- [TASK 1]
Answer these questions from the DirMoE excerpt, one line each:
(a) Which distribution decides how weights are distributed among the selected experts?
(b) Which two routers are given as examples of Top-k+Softmax routing?
(c) What is the final routing weight, according to the core idea?
- [TASK 2]
Copy word for word the stretch of the DirMoE excerpt from "Background & Motivation¶" through "losses for stability.".

DirMoE decouples MoE routing into two separate decisions: "which experts to select (Bernoulli/Gumbel-Sigmoid)" and "how to distribute weights among selected experts (Dirichlet)." Using a Dirichlet Variational Autoencoder framework, it achieves end-to-end differentiability and introduces a mathematically guaranteed "sparsity knob" \(\lambda\) for direct calibration, enhancing expert specialization without the need for auxiliary load-balancing losses.

Background & Motivation¶

Background: Sparse MoE expands model capacity without proportional increases in computation by routing each token to a subset of experts. The router is the core component. Prevailing routers, such as Top-k+Softmax (GShard, Switch), rely on capacity constraints and auxiliary balancing losses for stability.
Limitations of Prior Work: The discrete selection step in Top-k is non-differentiable, requiring secondary objectives like temperature adjustment, auxiliary losses, or Straight-Through Estimators (STE) to "force" sparsity, which are complex and difficult to calibrate. While continuous gating like ReMoE restores gradients, it still requires auxiliary sparsity losses that inject interference gradients and suppress expert specialization, often becoming unstable when combined with token dropping.
Key Challenge: A single Softmax entangles "which experts are selected (selection)" and "how much each contributes (contribution)." Load balancing and mixing weight calibration are coupled by the same temperature, leading to uninterpretable expert usage and uneven load distribution.
Goal: To design a routing mechanism that is (i) fully differentiable and (ii) provides explicit, interpretable control over both expert selection and probability distribution.
Core Idea: Utilize a spike-and-slab prior to decompose routing into a "binary selection mask z" and "Dirichlet mixing weights θ on the simplex." The final routing weight is the normalized Hadamard product of both. Selection is relaxed via Gumbel-Sigmoid, and Dirichlet sampling uses implicit reparameterization, ensuring full differentiability. A single-parameter sparsity knob is derived from the property that the mass of Dirichlet subsets follows a Beta distribution.

- [INFORMATION SHOWN]
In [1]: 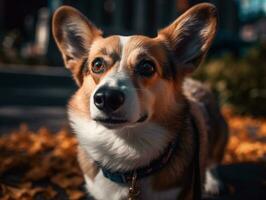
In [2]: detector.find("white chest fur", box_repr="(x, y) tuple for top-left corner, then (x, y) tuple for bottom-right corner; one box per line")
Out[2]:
(85, 171), (181, 200)
(69, 111), (180, 200)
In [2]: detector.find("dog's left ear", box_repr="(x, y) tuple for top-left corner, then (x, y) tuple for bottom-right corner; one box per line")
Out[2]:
(158, 3), (217, 74)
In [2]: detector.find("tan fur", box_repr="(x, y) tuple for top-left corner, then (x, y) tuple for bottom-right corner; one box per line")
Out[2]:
(53, 4), (227, 200)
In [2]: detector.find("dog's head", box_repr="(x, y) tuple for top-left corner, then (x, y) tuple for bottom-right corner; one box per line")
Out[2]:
(53, 3), (217, 128)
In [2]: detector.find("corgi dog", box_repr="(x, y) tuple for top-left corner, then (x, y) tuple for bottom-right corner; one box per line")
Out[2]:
(52, 3), (227, 200)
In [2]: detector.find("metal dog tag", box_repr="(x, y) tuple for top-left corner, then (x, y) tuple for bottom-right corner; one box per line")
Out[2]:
(128, 173), (140, 200)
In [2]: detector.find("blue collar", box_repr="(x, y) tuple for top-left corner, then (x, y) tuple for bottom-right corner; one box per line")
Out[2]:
(96, 136), (178, 184)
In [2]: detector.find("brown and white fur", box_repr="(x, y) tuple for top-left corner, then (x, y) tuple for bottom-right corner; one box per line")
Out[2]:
(53, 3), (227, 200)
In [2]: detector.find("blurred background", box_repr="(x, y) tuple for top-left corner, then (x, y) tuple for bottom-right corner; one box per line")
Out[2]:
(0, 0), (266, 200)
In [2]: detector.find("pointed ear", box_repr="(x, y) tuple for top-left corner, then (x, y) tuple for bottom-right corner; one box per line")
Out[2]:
(52, 6), (102, 86)
(158, 3), (217, 74)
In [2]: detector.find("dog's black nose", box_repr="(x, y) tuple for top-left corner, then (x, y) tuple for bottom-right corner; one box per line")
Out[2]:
(94, 87), (125, 113)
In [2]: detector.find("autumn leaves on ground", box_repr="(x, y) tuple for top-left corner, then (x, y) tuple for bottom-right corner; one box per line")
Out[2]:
(0, 110), (266, 200)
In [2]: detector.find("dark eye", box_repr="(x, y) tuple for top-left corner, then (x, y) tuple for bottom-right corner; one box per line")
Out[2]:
(91, 58), (105, 74)
(135, 60), (155, 77)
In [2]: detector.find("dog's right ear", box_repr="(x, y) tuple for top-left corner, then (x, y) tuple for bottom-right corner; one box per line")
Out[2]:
(52, 6), (102, 86)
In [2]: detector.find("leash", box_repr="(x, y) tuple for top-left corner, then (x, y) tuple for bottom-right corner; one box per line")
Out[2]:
(191, 116), (202, 200)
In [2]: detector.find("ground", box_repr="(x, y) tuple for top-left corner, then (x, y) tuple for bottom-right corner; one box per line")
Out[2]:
(0, 65), (266, 200)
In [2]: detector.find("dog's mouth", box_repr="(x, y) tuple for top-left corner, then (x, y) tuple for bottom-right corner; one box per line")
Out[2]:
(94, 114), (148, 125)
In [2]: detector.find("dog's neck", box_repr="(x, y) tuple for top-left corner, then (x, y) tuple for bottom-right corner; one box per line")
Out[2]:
(69, 100), (189, 171)
(70, 112), (172, 170)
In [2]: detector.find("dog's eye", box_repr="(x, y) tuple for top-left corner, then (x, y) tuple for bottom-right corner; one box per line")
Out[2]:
(135, 60), (155, 77)
(91, 58), (105, 74)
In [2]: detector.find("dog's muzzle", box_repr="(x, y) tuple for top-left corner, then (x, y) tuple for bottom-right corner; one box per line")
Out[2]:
(93, 87), (125, 115)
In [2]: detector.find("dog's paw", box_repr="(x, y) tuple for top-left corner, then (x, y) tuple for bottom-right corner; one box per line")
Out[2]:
(204, 170), (223, 195)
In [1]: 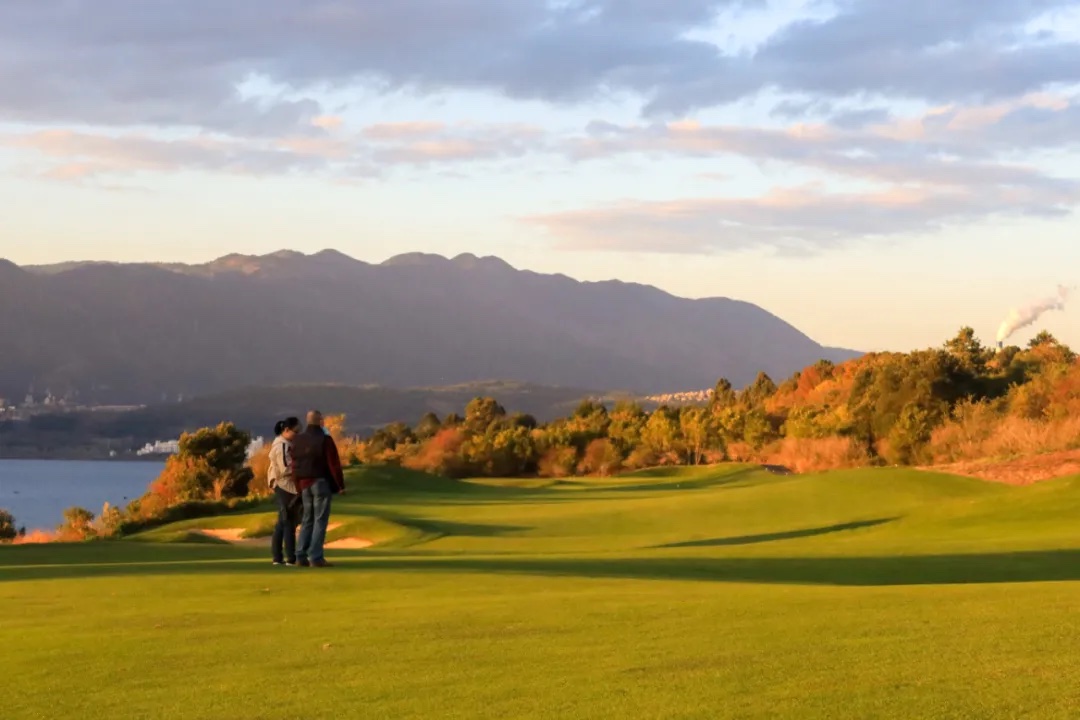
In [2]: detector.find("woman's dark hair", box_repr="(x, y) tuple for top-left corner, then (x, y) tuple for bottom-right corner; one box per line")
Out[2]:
(273, 418), (300, 437)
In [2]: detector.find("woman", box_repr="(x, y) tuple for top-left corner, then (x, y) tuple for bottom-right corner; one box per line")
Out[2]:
(267, 418), (300, 567)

- [WRITTEN ANSWER 1]
(a) The Dirichlet distribution.
(b) GShard and Switch.
(c) The normalized Hadamard product of the binary selection mask z and the Dirichlet mixing weights θ.

- [WRITTEN ANSWER 2]
Background & Motivation¶

Background: Sparse MoE expands model capacity without proportional increases in computation by routing each token to a subset of experts. The router is the core component. Prevailing routers, such as Top-k+Softmax (GShard, Switch), rely on capacity constraints and auxiliary balancing losses for stability.